## [TASK DATA]
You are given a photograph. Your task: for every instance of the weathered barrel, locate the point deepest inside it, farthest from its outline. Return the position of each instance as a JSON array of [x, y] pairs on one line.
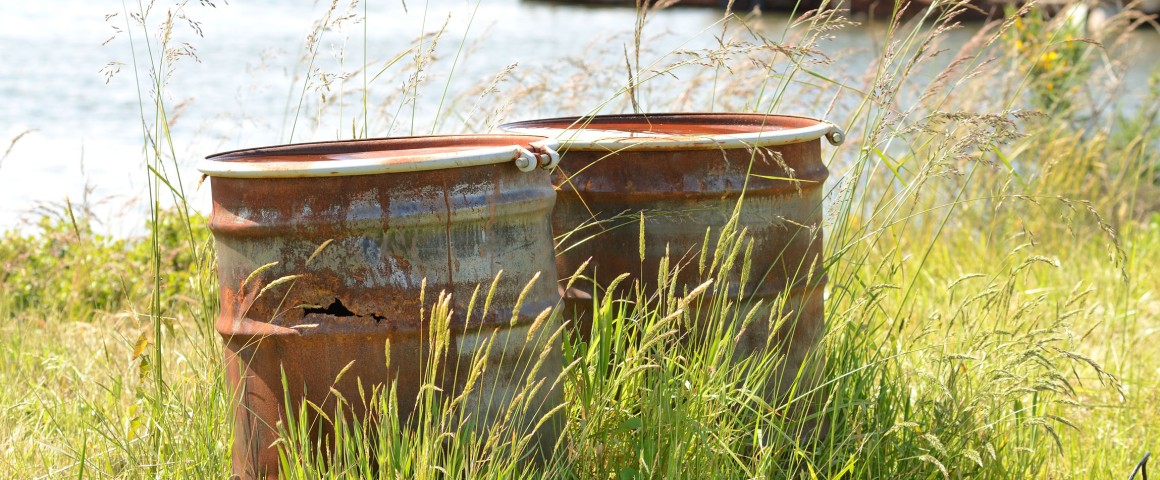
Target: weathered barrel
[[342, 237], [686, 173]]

--

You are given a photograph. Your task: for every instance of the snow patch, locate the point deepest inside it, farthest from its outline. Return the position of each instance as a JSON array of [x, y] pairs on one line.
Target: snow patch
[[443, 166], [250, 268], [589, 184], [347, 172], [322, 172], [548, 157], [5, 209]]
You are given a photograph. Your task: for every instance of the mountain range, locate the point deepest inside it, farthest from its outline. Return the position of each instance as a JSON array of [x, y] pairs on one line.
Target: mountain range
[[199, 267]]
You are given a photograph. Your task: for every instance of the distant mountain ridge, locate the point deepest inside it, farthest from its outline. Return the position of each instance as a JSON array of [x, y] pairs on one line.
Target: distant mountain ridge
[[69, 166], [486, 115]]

## [TASK REQUIREMENTS]
Copy every line above that includes the string "farthest".

## [SOLVED PROBLEM]
You are given a photograph. Your task: for every instance of the weathered barrel, locate the point deepest inside it, farthest from its outline. Return the position of each instance as a JSON array of [x, y] pairs on one line.
You are given a photograph. Your task: for every instance of the snow patch, locate the point deepest inside it, farthest from its outline. Return the position of each instance as a JSON array of [x, y] pairs on one line.
You are given a photograph. Your task: for every instance of the mountain range, locate the point deepest inside it, farthest from its outline. Return the position of each instance as a JSON array of [x, y] pairs on one line.
You are given a photograph. Your task: for every instance of the distant mountain ridge, locate the point deepest inside it, farthest from its outline. Return the position of each instance as a JSON array of [x, y] pairs on one line.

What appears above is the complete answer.